(Items from a data source)

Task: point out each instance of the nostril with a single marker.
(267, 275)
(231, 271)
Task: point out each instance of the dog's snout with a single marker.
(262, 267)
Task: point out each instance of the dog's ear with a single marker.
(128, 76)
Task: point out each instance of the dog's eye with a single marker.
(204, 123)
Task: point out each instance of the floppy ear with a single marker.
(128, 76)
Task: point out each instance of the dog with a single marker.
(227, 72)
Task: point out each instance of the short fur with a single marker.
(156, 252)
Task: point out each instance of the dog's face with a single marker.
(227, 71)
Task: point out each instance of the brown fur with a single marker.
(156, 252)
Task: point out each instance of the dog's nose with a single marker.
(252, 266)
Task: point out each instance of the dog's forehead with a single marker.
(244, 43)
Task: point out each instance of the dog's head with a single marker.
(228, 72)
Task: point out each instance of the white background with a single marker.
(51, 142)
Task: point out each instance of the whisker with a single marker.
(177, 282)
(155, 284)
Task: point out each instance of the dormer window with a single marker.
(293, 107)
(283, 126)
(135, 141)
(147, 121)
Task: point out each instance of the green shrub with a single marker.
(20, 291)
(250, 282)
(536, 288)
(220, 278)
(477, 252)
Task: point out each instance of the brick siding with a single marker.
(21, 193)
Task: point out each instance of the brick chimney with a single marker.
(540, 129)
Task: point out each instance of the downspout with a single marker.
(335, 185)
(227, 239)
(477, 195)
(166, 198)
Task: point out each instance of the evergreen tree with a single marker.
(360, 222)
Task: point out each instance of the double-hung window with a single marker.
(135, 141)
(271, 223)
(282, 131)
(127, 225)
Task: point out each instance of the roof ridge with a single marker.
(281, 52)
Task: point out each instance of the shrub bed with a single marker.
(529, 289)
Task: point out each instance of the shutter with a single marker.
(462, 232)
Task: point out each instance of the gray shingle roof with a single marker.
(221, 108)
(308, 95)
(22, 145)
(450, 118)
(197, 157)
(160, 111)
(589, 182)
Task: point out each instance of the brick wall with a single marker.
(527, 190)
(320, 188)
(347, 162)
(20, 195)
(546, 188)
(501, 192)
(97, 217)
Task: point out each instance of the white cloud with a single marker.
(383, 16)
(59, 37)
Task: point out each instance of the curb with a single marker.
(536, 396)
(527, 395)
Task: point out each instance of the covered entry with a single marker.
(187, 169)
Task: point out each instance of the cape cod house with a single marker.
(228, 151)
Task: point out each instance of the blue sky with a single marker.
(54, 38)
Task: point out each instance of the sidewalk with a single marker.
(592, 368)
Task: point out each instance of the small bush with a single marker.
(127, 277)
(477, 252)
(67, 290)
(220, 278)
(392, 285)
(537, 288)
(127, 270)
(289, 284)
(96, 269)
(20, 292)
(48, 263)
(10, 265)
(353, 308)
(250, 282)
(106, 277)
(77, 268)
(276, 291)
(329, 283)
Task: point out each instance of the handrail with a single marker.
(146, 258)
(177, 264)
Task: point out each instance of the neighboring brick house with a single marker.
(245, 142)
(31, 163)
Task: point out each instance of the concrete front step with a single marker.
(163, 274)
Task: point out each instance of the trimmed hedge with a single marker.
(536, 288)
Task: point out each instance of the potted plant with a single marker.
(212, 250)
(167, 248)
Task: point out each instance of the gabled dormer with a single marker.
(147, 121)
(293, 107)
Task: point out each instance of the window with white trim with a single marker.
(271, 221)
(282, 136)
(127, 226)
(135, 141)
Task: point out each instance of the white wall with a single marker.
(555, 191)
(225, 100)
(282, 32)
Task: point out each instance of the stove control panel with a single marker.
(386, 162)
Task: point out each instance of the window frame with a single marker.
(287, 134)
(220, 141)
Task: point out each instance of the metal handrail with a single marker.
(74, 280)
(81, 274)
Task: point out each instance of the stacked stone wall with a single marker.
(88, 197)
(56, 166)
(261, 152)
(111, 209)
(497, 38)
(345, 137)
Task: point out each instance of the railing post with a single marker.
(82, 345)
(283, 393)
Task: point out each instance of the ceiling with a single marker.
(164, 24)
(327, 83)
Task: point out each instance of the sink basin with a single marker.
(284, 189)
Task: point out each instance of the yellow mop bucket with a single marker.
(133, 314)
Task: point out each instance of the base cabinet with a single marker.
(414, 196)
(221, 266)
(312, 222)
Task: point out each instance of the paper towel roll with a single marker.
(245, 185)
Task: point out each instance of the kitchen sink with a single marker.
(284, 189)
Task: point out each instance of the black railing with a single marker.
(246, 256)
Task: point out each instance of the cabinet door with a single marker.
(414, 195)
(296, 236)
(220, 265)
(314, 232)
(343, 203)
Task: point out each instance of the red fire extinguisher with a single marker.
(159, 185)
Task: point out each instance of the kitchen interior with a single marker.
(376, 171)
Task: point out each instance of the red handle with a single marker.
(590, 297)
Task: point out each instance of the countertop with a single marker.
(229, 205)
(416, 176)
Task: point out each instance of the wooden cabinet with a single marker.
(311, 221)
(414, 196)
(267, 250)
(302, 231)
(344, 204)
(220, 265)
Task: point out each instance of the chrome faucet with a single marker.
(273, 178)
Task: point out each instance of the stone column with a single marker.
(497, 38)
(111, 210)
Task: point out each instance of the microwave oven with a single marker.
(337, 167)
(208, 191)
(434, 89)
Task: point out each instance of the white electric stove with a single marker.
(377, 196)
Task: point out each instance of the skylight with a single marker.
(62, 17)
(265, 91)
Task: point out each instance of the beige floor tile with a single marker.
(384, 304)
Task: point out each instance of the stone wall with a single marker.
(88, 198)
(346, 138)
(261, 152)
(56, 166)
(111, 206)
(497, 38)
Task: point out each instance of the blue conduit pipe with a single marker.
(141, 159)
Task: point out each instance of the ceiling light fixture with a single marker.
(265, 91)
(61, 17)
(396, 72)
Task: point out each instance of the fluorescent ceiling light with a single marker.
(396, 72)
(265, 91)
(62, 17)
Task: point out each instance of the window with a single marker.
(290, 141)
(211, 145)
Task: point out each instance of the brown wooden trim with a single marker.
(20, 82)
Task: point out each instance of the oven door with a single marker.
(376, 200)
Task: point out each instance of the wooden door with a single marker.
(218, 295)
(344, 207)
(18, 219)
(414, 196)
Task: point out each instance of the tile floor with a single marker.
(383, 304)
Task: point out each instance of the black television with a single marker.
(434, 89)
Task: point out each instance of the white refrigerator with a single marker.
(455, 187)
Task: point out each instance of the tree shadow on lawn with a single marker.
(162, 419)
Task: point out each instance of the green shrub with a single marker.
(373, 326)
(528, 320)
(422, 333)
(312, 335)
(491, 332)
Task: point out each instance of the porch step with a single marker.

- What you should do: Set every line of the data down again, word for word.

- Solution for this task:
Task: point out each instance of the nostril with a single marker.
(267, 275)
(231, 271)
Task: point out each instance of the dog's snout with a single marker.
(262, 267)
Task: point out each instance of the dog's ear with a single marker.
(128, 76)
Task: point out each instance of the dog's eye with a single marker.
(204, 123)
Task: point out each instance of the floppy ear with a single marker.
(128, 76)
Task: point out each instance of the dog with a single marker.
(227, 72)
Task: point out each instance of the short fur with a single marker.
(156, 252)
Task: point out each instance of the dog's face with a single marker.
(227, 71)
Task: point out each instance of the brown fur with a single marker.
(156, 252)
Task: point out each instance of the dog's nose with a single marker.
(252, 266)
Task: point out each instance of the dog's forehead with a single marker.
(244, 43)
Task: point out each instance of the dog's head with a single marker.
(228, 72)
Task: point out each instance of the white background with a single marker.
(51, 142)
Task: point out each instance of the whisker with a single marker.
(177, 282)
(155, 284)
Task: point out each instance of the dormer window with a single marker.
(293, 107)
(283, 126)
(135, 141)
(147, 121)
Task: point out each instance of the green shrub with a single marker.
(20, 291)
(250, 282)
(536, 288)
(220, 278)
(477, 252)
Task: point out each instance of the brick siding with a single marker.
(21, 193)
Task: point out each instance of the brick chimney with a single marker.
(540, 129)
Task: point out each instance of the downspout with a single marker.
(335, 185)
(227, 239)
(477, 195)
(166, 198)
Task: point out each instance of the evergreen tree with a single marker.
(360, 222)
Task: point out each instance of the double-hung window with a single marker.
(135, 141)
(271, 223)
(282, 131)
(127, 225)
Task: point out each instance of the roof ridge with a single marker.
(281, 52)
Task: point out each instance of the shrub bed with a single marker.
(529, 289)
Task: point out each instance of the shutter with a single marker.
(462, 232)
Task: point out each instance of the gray shingle roof with a single marker.
(221, 108)
(308, 95)
(22, 145)
(450, 118)
(197, 157)
(160, 111)
(589, 182)
Task: point out each instance of the brick wall with a single marker.
(527, 190)
(320, 188)
(347, 162)
(20, 195)
(546, 188)
(501, 192)
(97, 217)
Task: point out each instance of the white cloud with a single marker.
(383, 16)
(59, 37)
Task: point out each instance of the curb with a single marker.
(536, 396)
(527, 395)
Task: point out each instance of the covered entry with a single marker.
(187, 169)
Task: point out each instance of the cape cod house with a single marker.
(228, 151)
Task: point out each instance of the blue sky with a single marker.
(54, 38)
Task: point out each instance of the sidewalk with a single marker.
(592, 368)
Task: point out each instance of the small bush with a single marker.
(127, 277)
(477, 252)
(67, 290)
(220, 278)
(392, 285)
(537, 288)
(127, 270)
(289, 284)
(96, 269)
(20, 292)
(48, 263)
(10, 265)
(353, 308)
(250, 282)
(106, 277)
(77, 268)
(276, 291)
(329, 283)
Task: point out each instance of the handrail with a single marker.
(146, 258)
(177, 264)
Task: point out each instance of the neighboring brick house with a single marker.
(245, 142)
(31, 163)
Task: point out each instance of the concrete front step with a single marker.
(163, 274)
Task: point out each instance of the trimmed hedge with a single marker.
(536, 288)
Task: point out each instance of the potted plant with a single marker.
(212, 250)
(167, 248)
Task: point out each instance of the gabled dormer with a single marker.
(147, 121)
(293, 107)
Task: point out each instance of the window with white trim with a single marker.
(271, 221)
(282, 136)
(127, 226)
(135, 141)
Task: point out each instance of the white wall with a single marker.
(555, 191)
(225, 100)
(282, 32)
Task: point out each instance of the stove control panel with a single marker.
(386, 162)
Task: point out each instance of the window frame with a single marker.
(287, 134)
(220, 141)
Task: point out each instance of the metal handrail with a single marker.
(74, 280)
(81, 274)
Task: point out each instance of the stacked stone wall with a single marker.
(88, 197)
(56, 166)
(261, 152)
(111, 209)
(497, 38)
(345, 137)
Task: point out each instance of the railing post with a single marker.
(82, 345)
(283, 393)
Task: point out each instance of the ceiling with a single marker.
(164, 24)
(327, 83)
Task: point out each instance of the sink basin with a single marker.
(284, 189)
Task: point out each instance of the yellow mop bucket with a single marker.
(133, 314)
Task: point out each instance of the base cabinet with a single marker.
(414, 196)
(221, 266)
(312, 222)
Task: point out each instance of the paper towel roll with a single marker.
(245, 185)
Task: point out each instance of the kitchen sink with a single marker.
(284, 189)
Task: point out each instance of the black railing with a single marker.
(246, 256)
Task: point out each instance of the cabinet door with a single marker.
(414, 195)
(296, 236)
(220, 265)
(314, 232)
(343, 203)
Task: point out each instance of the red fire extinguisher with a single marker.
(159, 185)
Task: point out each instance of the kitchen interior with a single marker.
(376, 171)
Task: point out each instance of the red handle with a single marker.
(590, 297)
Task: point out each instance of the countertop with a single marker.
(229, 205)
(416, 176)
Task: point out each instance of the wooden cabinet with a single marker.
(311, 221)
(414, 196)
(267, 250)
(302, 231)
(344, 204)
(220, 265)
Task: point out each instance of the chrome faucet with a single marker.
(273, 178)
Task: point out each instance of the stone column with a single marker.
(497, 38)
(111, 210)
Task: point out each instance of the microwave oven with a single marker.
(337, 167)
(208, 191)
(434, 89)
Task: point out each instance of the white electric stove with a single marker.
(377, 196)
Task: point out each instance of the skylight with a single marker.
(62, 17)
(265, 91)
Task: point out each instance of the beige floor tile with a single marker.
(384, 304)
Task: point out each instance of the stone wall with a single marker.
(88, 198)
(346, 138)
(261, 152)
(56, 166)
(111, 206)
(497, 38)
Task: point out each instance of the blue conduit pipe with a single marker.
(141, 159)
Task: point out each instance of the ceiling light fixture with a single marker.
(265, 91)
(61, 17)
(396, 72)
Task: point out each instance of the fluorescent ceiling light with a single marker.
(396, 72)
(265, 91)
(62, 17)
Task: point out each instance of the window with a single marker.
(290, 141)
(211, 145)
Task: point out each instance of the brown wooden trim with a single marker.
(20, 82)
Task: point out each instance of the oven door with a single marker.
(376, 200)
Task: point out each instance of the wooden door with a single marker.
(218, 295)
(344, 207)
(18, 219)
(414, 196)
Task: point out each instance of the tile floor with a single marker.
(383, 304)
Task: point out each instance of the black television with a single marker.
(434, 89)
Task: point out each instance of the white refrigerator with a single marker.
(455, 187)
Task: point out each instance of the tree shadow on lawn with a single marker.
(162, 419)
Task: point out each instance of the green shrub with a single marker.
(373, 326)
(528, 320)
(422, 333)
(312, 335)
(491, 332)
Task: point out each instance of the porch step with a single marker.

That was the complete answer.